=== Request A ===
Please explain in one to three sentences when the SBA ownership regulation lets a concern keep qualifying after an owner's death leaves it less than 51 percent owned by service-disabled veterans.
=== Request B ===
Extend the SBA ownership regulation past its final sentence.

* Begin Text passage *

Sec.  125.12   Who does SBA consider to own an SDVO SBC?

    Generally, a concern must be at least 51% unconditionally and 
directly owned by one or more service-disabled veterans. More 
specifically:
* * * * *
    (b) * * * In the case of a concern which is a partnership, at least 
51% of aggregate voting interest must be unconditionally owned by one 
or more service-disabled veterans. * * *
* * * * *
    (d) * * * In the case of a publicly owned business, not less than 
51 percent of the stock (not including any stock owned by an ESOP) must 
be unconditionally owned by one or more veterans.
* * * * *
    (g) Dividends and distributions. One or more service-disabled 
veterans must be entitled to receive:
    (1) At least 51 percent of the annual distribution of profits paid 
to the owners of a corporation, partnership, or limited liability 
company concern;
    (2) 100 percent of the value of each share of stock owned by them 
in the event that the stock or member interest is sold; and
    (3) At least 51 percent of the retained earnings of the concern and 
100 percent of the unencumbered value of each share of stock or member 
interest owned in the event of dissolution of the corporation, 
partnership, or limited liability company.
    (4) An eligible individual's ability to share in the profits of the 
concern must be commensurate with the extent of his/her ownership 
interest in that concern.
    (h) Community property. Ownership will be determined without regard 
to community property laws.
    (i) Surviving spouse. (1) A small business concern owned and 
controlled by one or more service-disabled veterans immediately prior 
to the death of a service-disabled veteran who was the owner of the 
concern, the death of whom causes the concern to be less than 51 
percent owned by one or more service-disabled veterans, will continue 
to qualify as a small business concern owned and controlled by service-
disabled veterans during the time period if:
    (i) The surviving spouse of the deceased veteran acquires such

[[Page 48914]]

veteran's ownership interest in such concern;
    (ii) Such veteran had a service-connected disability (as defined in 
38 U.S.C. 101(16)) rated as 100 percent disabling under the laws 
administered by the Secretary of Veterans Affairs or such veteran died 
as a result of a service-connected disability; and
    (iii) For a participant, immediately prior to the death of such 
veteran, and during the period described in paragraph (i)(2) of this 
section, the small business concern is included in the database 
described in 38 U.S.C. 8127(f).

* End Text passage *
* Begin Extracted records *

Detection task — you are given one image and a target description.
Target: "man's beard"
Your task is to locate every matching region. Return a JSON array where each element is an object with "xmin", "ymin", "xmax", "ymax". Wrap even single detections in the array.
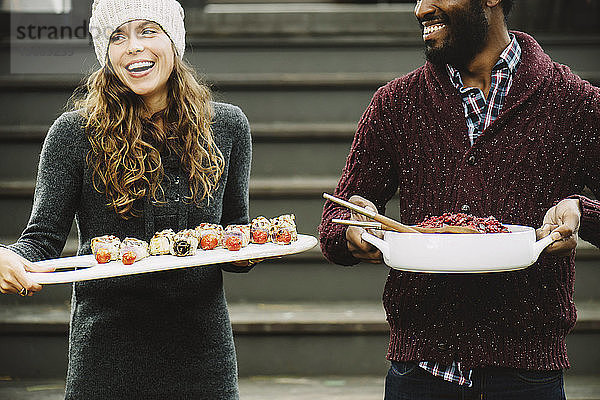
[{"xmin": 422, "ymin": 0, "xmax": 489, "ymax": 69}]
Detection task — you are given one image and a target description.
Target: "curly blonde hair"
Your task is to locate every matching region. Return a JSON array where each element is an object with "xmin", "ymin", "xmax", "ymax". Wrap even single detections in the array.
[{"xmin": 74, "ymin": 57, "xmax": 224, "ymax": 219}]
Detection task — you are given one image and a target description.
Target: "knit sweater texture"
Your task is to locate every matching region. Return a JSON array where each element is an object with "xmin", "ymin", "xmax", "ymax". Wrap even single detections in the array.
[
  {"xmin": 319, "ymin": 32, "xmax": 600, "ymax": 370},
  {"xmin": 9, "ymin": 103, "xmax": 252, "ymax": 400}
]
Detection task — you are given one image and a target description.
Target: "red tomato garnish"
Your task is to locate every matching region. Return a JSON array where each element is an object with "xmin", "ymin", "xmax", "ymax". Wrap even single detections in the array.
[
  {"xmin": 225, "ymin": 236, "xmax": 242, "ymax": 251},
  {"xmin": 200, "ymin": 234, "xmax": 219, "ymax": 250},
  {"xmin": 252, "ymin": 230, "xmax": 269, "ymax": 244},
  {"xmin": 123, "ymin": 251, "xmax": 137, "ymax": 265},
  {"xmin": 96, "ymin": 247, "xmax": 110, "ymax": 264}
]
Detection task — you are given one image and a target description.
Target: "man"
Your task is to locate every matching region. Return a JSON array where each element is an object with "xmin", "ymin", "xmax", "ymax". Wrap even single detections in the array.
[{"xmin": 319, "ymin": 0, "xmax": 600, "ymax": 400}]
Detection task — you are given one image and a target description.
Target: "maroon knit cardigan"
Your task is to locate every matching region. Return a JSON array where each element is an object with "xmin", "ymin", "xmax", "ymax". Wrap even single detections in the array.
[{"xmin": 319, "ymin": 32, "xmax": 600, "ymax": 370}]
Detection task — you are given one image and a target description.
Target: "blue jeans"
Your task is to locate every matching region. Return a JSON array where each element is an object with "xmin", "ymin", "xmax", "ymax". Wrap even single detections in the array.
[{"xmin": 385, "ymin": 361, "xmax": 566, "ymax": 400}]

* End Extracted records *
* Begin Extracted records *

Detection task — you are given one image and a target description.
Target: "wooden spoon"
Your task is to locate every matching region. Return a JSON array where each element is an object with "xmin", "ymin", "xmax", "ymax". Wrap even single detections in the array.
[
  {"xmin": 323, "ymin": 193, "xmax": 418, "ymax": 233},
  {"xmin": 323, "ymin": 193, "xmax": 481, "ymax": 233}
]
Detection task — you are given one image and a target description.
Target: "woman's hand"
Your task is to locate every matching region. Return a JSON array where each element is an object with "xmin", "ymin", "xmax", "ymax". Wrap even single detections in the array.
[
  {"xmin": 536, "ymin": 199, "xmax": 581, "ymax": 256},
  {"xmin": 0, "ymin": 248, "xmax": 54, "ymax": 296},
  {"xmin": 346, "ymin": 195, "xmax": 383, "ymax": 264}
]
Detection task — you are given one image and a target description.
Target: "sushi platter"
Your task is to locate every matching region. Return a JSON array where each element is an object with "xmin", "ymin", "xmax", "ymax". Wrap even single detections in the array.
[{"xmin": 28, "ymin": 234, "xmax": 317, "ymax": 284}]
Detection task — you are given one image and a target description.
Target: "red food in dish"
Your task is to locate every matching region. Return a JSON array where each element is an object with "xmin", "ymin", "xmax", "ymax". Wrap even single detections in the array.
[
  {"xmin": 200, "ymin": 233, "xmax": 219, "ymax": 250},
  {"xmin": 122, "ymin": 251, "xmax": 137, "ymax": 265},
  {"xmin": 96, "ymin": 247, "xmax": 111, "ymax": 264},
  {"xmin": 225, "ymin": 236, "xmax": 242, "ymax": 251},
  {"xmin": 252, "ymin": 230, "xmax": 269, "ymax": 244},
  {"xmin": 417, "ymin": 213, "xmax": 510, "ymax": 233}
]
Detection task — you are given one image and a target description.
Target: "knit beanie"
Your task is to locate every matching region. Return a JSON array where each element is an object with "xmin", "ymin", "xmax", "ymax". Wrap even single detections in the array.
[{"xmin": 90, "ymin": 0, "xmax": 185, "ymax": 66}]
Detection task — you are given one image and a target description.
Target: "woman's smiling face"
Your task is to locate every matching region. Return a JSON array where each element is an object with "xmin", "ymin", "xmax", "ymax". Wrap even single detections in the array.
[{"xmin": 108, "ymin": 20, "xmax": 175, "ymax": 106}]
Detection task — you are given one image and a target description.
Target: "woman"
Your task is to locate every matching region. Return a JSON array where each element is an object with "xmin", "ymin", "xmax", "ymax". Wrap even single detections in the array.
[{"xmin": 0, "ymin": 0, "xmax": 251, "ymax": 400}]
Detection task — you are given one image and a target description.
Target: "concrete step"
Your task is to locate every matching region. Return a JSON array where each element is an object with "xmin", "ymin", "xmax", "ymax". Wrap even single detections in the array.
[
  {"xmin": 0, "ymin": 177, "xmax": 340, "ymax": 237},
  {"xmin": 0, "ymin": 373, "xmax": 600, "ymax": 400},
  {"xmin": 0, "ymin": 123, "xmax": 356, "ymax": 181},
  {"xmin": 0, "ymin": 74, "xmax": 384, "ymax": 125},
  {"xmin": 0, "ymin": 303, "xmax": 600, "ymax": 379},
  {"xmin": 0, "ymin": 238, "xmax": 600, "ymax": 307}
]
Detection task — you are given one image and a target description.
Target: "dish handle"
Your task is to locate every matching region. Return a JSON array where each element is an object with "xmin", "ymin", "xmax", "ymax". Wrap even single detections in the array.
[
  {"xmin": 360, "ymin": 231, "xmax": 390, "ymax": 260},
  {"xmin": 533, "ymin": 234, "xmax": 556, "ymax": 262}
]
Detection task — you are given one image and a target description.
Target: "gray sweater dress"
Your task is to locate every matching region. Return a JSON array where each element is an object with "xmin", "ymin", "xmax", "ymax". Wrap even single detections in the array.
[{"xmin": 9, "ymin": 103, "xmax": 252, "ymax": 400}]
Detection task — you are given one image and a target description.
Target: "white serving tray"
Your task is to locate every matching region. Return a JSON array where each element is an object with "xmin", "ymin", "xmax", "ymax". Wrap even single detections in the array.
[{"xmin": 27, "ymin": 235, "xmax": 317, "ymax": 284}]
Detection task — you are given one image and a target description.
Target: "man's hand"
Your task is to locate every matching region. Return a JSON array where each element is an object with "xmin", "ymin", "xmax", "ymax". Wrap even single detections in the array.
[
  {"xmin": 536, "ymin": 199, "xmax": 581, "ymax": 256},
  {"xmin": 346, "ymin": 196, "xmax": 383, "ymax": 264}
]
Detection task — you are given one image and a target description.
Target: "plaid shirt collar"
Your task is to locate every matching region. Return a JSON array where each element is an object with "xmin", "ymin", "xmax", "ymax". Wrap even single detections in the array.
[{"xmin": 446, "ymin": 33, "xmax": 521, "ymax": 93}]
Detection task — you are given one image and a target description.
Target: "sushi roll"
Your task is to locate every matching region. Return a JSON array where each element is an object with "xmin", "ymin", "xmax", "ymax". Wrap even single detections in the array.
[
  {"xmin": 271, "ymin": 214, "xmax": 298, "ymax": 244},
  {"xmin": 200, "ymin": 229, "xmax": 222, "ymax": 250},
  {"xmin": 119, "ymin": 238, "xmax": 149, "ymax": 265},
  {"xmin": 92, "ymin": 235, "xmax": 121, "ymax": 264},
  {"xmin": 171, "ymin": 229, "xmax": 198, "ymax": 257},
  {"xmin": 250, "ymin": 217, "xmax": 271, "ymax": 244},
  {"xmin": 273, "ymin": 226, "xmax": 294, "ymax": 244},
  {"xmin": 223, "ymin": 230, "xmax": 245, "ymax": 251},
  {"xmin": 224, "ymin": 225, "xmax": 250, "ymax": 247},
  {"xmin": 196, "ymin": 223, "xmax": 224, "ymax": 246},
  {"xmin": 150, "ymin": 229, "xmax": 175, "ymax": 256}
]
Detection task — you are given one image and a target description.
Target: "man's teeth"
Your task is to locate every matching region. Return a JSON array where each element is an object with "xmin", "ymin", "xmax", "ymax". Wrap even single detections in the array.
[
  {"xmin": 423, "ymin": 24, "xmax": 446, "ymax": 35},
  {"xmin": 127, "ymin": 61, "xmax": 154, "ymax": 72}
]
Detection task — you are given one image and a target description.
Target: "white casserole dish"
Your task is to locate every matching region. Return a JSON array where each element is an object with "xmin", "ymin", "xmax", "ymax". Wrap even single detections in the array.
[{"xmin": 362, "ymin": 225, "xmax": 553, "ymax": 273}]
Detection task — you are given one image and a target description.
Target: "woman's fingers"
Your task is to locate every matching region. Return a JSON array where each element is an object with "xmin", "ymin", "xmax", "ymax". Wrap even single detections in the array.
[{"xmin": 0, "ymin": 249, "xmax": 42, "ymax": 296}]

* End Extracted records *

=== Written reply A ===
The concern continues to qualify if the surviving spouse acquires the deceased veteran's ownership interest, and the veteran either had a service-connected disability rated as 100 percent disabling or died as a result of a service-connected disability. For a participant, the concern must also be included in the database described in 38 U.S.C. 8127(f), both immediately before the veteran's death and during the period described in paragraph (i)(2).

=== Written reply B ===
    (2) The time period described in paragraph (i)(1)(iii) of this 
section is the time period beginning on the date of the veteran's death 
and ending on the earlier of--
    (i) The date on which the surviving spouse remarries;
    (ii) The date on which the surviving spouse relinquishes an 
ownership interest in the small business concern; or
    (iii) The date that is 10 years after the date of the death of the 
veteran.

0
4. Amend Sec.  125.13 by revising paragraph (e) and adding paragraphs 
(f) through (n) to read as follows:


Sec.  125.13   Who does SBA consider to control an SDVO SBC?

* * * * *
    (e) Control over a corporation. One or more service-disabled 
veterans (or in the case of a veteran with permanent and severe 
disability, the spouse or permanent caregiver of such veteran) must 
control the Board of Directors of the concern.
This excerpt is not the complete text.